> REQUIRED TASKS:
**1)** In the Matteo Silva biography, how many volumes does the "Encyclopedia of World Music" that he produced have?
**2)** Check each statement against the Matteo Silva biography and answer yes or no, quoting the words that decide it: (a) He was born in Ulm. (b) He studied philosophy in Milan. (c) He founded the record label Amiata Records.
**3)** Pick up the Matteo Silva biography after its last sentence and keep writing.

> EXTRACT:
= Matteo Silva =

German-born Italian composer and ethnomusicologist

Matteo Silva is a well known composer, music producer, ethnomusicologist and visual artist.

==Life and work==
He was born in October 1960 in Ulm, Germany, from German mother and Italian father, grew up in Bologna, Italy, and Lugano, Switzerland, studied composition at Giuseppe Verdi Conservatory in Milan with Niccolò Castiglioni and philosophy in Venice with Emanuele Severino; he is founder of the independent music record label Amiata Records; as radio editor he collaborated with Rete 2, a cultural channel of the Swiss Broadcasting Corporation and produced the “Encyclopedia of World Music” in 76 volumes for the Italian RCS Rizzoli Group published by Fabbri; for the group “Espresso – La Repubblica” he produced, among other series, a popular CD series of “World Music”, a work that for the first time in Italy let music of less known cultures be accessible to a larger audience. Another project produced for the "Espresso - La Repubblica" group has been " La grande musica della Sardegna" a CD series on all different traditional music styles in Sardinia approached in a musicological way but published for the first time outside the academic circuits with great public success.

> DATA ROWS:
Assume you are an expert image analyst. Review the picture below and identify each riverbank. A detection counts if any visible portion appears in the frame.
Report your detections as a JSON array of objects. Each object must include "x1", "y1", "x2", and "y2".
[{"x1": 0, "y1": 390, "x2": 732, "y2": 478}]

* * *

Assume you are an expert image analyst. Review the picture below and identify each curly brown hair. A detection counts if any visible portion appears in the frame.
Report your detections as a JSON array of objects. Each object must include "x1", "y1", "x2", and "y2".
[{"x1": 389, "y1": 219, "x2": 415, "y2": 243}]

> SOLVED TASKS:
**1)** It has 76 volumes.

**2)**
(a) Yes: "He was born in October 1960 in Ulm, Germany"
(b) No: "philosophy in Venice with Emanuele Severino"
(c) Yes: "he is founder of the independent music record label Amiata Records"

**3)**
For Amiata Records, Wergo, and other independent record labels he produced more than 130 contemporary and ethnic music CDs in the USA, Germany, France and Italy. With Skeye music, he brought Carla Bruni and her first album “Quel qu’un m’à dit” to Italy just like the “Overhead” music group and other French and English artists. He produced music by artists like Arvo Pärt, Terry Riley, Steve Reich, Sainkho, Ustad Nishat Khan, i Fratelli Mancuso, Faraualla, Sangeeta Badyopadhnay, Michael Vetter, Hans Otte, Gabin Dabiré, the Club Musical Oriente Cubano, Chögyal Namkhai Norbu, the Monks of the Sera Jé Monastery, The Bauls of Bengal.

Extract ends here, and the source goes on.